-- Start --

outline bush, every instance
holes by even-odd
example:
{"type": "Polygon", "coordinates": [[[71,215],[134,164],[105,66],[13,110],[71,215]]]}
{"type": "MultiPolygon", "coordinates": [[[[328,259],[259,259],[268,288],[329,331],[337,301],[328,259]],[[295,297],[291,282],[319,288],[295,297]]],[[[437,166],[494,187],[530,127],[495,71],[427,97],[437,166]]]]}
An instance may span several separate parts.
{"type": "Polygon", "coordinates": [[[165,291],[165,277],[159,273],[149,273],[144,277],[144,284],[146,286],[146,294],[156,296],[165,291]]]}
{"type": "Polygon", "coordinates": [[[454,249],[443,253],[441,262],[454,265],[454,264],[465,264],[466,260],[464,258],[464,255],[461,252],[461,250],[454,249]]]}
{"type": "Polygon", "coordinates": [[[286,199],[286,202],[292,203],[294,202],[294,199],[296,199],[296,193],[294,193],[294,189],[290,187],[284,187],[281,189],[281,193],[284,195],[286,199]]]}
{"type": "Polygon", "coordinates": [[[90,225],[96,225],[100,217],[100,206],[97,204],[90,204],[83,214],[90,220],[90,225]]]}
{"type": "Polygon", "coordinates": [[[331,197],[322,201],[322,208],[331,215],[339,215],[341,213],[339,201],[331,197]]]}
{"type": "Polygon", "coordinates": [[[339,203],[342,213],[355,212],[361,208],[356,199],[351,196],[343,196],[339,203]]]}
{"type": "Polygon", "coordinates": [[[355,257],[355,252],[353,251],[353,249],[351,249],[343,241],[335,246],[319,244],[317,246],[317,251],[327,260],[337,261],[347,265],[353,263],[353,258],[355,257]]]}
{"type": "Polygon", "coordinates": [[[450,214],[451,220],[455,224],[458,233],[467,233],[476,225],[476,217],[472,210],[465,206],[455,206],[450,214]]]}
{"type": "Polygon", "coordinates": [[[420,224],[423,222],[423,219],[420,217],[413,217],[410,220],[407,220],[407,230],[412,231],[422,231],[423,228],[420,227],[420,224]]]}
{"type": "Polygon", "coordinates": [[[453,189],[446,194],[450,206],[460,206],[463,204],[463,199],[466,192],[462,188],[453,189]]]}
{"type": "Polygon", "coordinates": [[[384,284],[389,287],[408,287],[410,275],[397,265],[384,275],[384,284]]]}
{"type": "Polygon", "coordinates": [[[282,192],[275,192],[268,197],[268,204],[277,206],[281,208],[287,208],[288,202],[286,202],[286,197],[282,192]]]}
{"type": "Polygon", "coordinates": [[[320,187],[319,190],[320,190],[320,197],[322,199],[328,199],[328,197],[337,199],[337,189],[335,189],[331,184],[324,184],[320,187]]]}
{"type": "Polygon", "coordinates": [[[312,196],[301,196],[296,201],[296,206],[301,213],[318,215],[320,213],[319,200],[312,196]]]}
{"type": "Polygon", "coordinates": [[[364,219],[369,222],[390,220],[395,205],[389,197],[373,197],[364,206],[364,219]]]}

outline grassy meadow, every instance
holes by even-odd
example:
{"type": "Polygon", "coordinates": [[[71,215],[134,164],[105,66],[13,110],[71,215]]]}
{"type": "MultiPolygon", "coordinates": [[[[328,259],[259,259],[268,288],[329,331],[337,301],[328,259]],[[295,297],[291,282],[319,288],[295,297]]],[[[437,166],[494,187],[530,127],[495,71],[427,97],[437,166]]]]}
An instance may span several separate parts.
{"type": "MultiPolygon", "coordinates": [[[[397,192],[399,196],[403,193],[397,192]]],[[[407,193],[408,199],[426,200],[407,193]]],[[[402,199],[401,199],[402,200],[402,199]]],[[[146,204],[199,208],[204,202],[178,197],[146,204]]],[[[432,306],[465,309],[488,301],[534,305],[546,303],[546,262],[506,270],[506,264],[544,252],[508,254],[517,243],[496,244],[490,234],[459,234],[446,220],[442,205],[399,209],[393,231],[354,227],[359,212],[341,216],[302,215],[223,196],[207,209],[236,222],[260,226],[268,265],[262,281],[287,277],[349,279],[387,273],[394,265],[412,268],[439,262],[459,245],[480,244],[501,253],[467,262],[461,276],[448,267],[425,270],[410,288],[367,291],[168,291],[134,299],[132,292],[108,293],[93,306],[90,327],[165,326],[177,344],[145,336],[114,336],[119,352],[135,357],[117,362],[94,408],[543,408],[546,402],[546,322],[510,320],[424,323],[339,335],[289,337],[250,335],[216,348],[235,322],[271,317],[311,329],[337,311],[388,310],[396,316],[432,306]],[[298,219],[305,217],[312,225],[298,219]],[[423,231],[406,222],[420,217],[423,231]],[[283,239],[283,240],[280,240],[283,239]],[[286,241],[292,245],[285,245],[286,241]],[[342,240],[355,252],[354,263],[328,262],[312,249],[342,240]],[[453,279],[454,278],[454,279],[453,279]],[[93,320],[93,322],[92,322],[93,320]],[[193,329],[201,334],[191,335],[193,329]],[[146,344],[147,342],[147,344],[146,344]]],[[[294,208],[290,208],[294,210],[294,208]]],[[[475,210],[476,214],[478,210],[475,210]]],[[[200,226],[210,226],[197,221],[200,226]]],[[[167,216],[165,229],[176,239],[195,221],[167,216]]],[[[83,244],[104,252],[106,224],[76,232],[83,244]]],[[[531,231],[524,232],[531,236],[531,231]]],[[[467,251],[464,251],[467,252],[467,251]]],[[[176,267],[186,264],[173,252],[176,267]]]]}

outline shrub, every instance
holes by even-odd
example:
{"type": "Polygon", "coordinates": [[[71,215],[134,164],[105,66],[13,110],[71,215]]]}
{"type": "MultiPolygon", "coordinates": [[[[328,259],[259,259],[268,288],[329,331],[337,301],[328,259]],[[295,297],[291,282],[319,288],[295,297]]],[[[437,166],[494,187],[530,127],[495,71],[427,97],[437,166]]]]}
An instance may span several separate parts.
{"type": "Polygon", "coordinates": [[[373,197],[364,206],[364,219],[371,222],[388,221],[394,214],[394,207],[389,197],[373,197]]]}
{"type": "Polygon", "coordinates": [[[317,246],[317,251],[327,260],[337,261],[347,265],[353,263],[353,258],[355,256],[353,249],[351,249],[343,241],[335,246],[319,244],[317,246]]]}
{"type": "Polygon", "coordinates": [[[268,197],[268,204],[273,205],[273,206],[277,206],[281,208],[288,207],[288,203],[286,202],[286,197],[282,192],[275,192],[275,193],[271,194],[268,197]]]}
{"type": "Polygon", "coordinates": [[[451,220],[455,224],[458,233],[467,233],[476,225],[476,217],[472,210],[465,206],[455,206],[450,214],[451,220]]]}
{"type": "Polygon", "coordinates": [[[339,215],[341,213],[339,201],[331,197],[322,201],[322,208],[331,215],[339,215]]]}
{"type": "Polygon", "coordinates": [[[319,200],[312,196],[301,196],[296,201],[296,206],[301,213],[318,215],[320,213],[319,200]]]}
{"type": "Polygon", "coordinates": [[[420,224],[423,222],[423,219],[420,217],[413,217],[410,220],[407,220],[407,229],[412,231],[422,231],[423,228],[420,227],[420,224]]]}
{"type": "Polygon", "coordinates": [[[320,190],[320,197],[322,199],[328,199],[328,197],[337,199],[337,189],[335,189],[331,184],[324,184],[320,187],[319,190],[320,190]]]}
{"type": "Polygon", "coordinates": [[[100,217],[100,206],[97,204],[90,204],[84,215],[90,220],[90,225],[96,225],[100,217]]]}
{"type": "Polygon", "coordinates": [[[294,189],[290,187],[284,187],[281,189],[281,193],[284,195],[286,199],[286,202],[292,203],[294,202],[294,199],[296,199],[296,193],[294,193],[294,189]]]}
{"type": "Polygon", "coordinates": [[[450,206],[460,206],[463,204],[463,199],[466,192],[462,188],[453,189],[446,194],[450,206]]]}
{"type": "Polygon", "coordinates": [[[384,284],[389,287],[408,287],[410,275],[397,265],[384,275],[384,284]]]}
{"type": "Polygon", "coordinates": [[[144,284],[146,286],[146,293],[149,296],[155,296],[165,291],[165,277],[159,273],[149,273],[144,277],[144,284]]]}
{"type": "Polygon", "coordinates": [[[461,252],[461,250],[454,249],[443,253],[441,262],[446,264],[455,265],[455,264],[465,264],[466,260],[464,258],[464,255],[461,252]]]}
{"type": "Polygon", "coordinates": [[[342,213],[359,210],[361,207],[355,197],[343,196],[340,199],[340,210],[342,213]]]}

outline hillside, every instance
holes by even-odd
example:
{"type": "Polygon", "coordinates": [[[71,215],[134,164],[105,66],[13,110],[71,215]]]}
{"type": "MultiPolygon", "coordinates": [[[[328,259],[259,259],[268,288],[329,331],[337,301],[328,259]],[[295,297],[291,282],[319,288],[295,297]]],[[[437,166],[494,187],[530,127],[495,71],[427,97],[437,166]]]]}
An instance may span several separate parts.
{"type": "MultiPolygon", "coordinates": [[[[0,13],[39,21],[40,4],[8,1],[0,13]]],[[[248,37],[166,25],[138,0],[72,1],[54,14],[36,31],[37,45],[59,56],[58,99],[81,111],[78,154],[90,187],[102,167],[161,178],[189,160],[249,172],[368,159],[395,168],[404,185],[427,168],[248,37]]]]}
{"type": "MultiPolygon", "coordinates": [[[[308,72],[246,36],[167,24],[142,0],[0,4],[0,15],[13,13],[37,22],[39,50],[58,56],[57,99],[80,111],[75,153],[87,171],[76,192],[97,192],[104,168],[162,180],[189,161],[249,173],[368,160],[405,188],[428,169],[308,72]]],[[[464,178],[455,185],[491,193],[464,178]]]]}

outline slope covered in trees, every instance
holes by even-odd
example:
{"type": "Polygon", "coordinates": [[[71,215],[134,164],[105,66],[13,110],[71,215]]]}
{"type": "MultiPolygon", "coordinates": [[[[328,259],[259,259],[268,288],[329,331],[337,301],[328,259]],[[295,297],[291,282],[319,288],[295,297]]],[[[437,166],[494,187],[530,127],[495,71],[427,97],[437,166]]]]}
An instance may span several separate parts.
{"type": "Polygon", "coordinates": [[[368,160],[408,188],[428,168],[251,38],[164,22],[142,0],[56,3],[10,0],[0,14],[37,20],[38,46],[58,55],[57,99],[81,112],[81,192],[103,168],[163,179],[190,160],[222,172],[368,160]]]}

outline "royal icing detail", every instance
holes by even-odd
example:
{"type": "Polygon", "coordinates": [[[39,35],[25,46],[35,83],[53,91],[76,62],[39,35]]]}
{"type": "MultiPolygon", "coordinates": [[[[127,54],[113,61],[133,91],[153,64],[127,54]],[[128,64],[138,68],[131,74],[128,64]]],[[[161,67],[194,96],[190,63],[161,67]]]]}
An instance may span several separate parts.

-- End --

Directive: Extract each line of the records that contains the string "every", matching case exactly.

Response to the task:
outline bush, every instance
outline grassy meadow, every instance
outline shrub, every instance
outline hillside, every instance
outline slope covered in trees, every instance
outline "royal icing detail", every instance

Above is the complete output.